PROBLEM TO SOLVE → Pull out every line of the records below that contains the word "officiant", and copy each one.
== DATA SUPPLIED ==
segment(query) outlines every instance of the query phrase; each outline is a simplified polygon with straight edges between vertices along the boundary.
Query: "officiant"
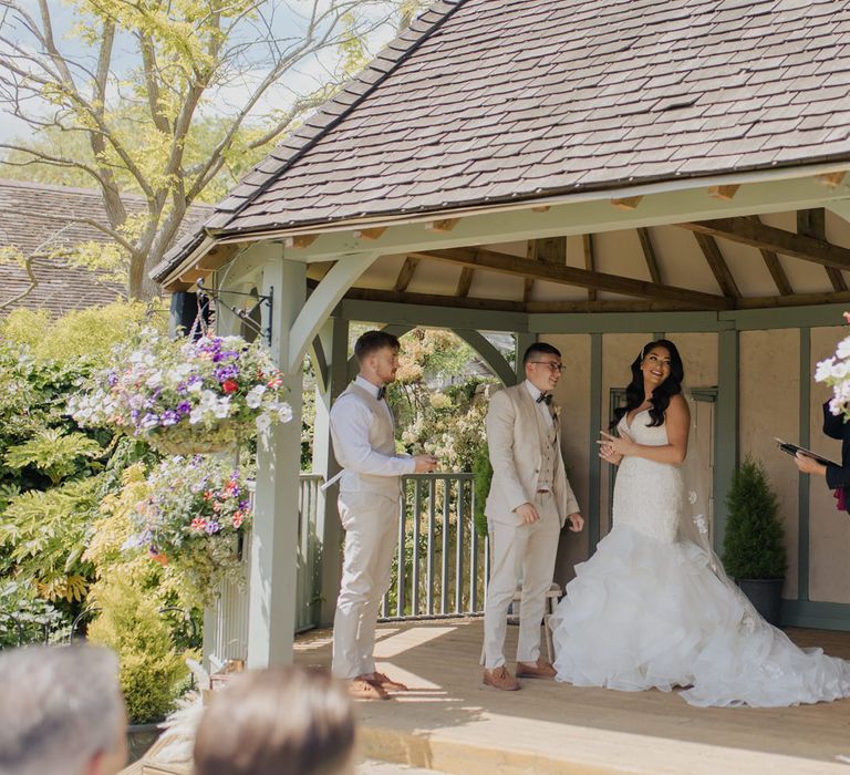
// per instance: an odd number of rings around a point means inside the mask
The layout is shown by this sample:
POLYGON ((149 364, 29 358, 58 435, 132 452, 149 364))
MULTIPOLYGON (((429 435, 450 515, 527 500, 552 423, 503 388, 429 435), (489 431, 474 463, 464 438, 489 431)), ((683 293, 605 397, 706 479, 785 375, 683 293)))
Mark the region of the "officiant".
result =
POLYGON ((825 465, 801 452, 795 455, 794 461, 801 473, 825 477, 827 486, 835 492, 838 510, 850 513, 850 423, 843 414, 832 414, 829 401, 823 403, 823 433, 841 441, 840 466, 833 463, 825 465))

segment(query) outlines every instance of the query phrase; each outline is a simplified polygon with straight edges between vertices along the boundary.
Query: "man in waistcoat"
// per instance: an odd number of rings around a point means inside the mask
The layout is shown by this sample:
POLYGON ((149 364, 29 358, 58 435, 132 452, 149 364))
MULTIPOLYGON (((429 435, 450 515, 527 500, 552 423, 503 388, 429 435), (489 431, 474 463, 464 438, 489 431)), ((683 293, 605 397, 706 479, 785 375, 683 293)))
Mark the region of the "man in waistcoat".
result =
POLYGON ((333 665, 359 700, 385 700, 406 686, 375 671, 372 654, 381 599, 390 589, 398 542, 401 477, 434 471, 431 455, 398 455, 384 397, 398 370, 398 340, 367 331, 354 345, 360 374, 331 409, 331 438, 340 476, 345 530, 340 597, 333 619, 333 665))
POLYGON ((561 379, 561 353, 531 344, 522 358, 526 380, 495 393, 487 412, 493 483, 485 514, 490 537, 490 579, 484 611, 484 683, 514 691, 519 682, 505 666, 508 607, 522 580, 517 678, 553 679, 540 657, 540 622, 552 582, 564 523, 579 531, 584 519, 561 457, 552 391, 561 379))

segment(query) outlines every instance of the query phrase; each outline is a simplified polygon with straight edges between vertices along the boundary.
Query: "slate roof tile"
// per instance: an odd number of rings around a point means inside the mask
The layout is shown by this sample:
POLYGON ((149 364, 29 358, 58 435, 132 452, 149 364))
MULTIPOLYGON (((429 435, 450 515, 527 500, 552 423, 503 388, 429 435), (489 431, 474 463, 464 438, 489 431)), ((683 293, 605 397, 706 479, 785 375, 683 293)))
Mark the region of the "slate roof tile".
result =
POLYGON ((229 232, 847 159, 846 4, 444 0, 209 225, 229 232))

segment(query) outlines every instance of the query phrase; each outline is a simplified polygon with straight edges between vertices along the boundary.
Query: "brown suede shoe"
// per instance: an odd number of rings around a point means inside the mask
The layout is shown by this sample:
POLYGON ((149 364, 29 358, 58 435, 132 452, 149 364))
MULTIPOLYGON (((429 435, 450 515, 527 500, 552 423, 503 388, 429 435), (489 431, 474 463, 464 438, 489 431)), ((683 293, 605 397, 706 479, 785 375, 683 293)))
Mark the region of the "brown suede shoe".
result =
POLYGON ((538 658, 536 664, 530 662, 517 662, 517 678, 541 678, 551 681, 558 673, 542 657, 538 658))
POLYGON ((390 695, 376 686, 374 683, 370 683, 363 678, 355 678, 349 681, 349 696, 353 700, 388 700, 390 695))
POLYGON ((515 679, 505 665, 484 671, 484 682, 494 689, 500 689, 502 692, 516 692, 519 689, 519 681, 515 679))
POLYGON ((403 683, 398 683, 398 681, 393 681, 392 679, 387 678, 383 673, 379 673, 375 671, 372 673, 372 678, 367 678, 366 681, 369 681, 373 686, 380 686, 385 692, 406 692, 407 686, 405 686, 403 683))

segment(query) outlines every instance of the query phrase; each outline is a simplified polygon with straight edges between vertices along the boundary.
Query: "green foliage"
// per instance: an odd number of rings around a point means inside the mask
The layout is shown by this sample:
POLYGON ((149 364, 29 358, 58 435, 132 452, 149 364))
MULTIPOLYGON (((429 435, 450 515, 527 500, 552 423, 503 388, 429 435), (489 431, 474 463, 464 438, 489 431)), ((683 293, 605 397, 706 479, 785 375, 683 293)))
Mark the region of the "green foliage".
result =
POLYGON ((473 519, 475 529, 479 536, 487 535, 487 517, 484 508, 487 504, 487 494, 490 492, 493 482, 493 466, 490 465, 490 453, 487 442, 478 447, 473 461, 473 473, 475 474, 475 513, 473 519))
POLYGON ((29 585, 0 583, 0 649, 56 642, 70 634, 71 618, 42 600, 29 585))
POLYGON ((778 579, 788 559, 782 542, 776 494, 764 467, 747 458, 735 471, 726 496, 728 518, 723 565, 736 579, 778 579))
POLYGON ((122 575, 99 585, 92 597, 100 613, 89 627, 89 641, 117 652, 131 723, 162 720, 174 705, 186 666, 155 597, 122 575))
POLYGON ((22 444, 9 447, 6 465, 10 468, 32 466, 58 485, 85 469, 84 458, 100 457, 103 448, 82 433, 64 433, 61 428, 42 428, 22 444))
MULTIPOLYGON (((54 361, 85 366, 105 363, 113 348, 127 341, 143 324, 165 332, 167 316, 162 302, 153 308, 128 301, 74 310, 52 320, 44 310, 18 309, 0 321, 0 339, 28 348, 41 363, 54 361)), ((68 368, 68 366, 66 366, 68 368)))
===
THE RESULT →
Query: "officiant"
Mark the region of the "officiant".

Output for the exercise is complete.